Count the lines below that contain the string "protest" and reply with that number alone.
--------
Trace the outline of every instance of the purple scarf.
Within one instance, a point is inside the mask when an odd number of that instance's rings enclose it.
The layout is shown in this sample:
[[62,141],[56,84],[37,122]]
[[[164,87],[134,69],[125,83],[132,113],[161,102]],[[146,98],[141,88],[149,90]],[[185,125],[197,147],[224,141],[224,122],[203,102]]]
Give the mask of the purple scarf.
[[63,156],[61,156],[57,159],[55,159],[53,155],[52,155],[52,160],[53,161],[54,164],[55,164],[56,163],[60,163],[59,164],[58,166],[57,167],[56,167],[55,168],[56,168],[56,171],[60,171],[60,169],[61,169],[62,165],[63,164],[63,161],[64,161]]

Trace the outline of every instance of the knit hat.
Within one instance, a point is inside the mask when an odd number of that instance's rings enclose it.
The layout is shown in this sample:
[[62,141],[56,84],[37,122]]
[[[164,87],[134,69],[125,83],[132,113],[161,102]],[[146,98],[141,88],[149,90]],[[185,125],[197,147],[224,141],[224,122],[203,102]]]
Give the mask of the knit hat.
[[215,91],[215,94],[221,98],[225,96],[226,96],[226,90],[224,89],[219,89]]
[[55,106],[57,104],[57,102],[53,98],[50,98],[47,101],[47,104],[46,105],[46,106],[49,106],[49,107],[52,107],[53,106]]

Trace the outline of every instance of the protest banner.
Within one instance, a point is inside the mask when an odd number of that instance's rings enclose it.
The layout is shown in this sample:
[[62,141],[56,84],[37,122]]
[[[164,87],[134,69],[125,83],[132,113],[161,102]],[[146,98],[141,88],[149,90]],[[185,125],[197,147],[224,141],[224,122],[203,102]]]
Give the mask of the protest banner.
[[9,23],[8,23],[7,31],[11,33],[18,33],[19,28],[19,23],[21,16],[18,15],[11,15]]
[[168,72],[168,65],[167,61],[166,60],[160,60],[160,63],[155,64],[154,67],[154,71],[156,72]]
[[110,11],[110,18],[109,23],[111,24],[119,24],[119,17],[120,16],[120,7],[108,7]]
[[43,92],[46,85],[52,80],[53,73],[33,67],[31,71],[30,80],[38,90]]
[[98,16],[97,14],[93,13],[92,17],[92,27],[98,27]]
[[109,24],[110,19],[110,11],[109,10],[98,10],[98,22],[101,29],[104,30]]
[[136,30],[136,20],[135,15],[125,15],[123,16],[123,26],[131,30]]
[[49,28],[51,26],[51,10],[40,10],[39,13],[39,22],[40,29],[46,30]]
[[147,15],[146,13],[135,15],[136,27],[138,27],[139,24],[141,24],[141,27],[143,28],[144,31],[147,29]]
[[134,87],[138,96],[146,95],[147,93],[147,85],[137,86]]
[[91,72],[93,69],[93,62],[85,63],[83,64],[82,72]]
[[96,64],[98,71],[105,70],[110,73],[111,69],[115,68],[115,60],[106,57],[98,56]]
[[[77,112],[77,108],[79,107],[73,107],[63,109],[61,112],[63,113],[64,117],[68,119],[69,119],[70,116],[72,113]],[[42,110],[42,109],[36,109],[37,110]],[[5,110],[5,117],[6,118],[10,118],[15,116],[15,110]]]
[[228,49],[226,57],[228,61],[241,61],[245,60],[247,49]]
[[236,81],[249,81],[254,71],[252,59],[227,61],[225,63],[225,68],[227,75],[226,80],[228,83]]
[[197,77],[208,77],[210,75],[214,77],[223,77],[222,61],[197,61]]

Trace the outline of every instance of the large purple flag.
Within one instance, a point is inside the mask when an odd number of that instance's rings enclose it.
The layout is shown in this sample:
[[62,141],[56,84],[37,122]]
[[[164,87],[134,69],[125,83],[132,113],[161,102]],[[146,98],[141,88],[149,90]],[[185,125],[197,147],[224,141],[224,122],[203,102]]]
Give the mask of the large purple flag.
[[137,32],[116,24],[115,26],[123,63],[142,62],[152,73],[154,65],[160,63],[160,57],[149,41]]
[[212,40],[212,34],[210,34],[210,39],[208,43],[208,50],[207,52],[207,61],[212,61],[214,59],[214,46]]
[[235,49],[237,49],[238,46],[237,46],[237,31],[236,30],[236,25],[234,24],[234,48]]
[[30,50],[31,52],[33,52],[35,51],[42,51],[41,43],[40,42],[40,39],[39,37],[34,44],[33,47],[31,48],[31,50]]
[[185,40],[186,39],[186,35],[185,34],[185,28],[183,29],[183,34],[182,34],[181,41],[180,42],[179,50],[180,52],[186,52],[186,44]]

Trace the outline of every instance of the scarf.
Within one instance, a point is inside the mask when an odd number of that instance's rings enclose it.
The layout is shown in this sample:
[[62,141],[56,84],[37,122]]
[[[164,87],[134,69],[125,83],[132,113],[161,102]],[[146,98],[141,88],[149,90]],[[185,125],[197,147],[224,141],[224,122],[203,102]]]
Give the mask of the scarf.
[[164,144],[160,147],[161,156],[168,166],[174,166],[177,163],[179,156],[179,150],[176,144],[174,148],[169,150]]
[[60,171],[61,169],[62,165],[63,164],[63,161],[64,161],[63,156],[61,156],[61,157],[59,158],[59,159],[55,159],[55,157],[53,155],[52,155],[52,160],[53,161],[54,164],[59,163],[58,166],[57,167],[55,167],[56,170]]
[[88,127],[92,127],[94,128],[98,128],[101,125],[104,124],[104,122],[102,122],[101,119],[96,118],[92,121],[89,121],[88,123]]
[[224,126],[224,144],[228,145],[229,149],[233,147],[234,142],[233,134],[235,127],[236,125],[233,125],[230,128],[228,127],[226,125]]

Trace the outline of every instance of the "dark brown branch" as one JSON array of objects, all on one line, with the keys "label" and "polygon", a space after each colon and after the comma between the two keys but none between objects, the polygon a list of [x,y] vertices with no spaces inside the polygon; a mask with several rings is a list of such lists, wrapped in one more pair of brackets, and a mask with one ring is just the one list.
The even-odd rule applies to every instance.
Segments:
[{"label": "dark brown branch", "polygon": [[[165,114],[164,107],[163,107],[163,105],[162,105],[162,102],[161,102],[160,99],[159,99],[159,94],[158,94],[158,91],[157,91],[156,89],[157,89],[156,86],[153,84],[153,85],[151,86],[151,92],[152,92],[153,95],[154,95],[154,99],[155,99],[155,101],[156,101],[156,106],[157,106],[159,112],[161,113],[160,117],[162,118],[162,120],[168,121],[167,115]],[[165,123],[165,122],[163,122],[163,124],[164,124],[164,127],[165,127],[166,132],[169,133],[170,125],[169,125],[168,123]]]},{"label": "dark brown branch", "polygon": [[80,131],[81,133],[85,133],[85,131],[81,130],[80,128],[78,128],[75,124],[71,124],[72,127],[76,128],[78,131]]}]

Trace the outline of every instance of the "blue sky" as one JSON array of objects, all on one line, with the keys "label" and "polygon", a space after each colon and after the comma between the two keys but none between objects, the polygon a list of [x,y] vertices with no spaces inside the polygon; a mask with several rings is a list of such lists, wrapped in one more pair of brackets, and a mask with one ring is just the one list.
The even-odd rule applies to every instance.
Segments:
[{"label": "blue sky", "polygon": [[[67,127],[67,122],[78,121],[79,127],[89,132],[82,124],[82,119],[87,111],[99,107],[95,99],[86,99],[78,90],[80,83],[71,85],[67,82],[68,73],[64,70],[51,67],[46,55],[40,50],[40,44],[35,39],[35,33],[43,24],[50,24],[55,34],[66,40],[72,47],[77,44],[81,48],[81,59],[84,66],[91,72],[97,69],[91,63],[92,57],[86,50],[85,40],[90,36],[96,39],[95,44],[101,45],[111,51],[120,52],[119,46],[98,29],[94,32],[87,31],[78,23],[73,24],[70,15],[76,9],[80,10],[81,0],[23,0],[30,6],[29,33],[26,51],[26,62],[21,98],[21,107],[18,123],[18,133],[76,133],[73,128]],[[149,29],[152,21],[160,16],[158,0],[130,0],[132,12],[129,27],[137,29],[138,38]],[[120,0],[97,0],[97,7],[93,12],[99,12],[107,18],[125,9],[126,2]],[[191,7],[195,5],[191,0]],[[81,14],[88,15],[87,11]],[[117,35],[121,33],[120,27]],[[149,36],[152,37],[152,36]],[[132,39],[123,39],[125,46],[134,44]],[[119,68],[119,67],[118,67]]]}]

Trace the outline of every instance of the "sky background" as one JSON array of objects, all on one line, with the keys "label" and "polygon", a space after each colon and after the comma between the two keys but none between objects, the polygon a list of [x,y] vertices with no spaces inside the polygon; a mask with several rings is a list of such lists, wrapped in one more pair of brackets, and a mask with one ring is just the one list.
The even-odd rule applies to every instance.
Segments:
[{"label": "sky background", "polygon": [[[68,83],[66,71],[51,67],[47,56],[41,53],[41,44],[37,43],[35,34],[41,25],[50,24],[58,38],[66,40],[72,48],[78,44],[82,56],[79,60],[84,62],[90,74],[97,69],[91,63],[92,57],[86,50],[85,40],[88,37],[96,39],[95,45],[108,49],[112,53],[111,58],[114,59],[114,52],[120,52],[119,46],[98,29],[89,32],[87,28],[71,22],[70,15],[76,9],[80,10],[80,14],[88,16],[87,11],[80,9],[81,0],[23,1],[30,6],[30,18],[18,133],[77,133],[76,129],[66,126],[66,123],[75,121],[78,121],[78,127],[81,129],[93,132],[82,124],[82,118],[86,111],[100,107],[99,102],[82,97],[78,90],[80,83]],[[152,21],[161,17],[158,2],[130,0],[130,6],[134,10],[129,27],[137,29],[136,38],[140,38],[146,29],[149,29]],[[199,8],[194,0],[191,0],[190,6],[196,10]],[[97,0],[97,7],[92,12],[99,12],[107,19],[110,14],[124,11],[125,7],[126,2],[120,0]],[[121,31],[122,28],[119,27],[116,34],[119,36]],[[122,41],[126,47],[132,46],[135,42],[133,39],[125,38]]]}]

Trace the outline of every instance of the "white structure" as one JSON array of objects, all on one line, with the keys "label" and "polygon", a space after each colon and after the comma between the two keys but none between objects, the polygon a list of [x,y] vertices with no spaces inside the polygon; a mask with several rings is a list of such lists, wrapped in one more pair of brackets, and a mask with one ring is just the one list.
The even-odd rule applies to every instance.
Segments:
--------
**Reply to the task**.
2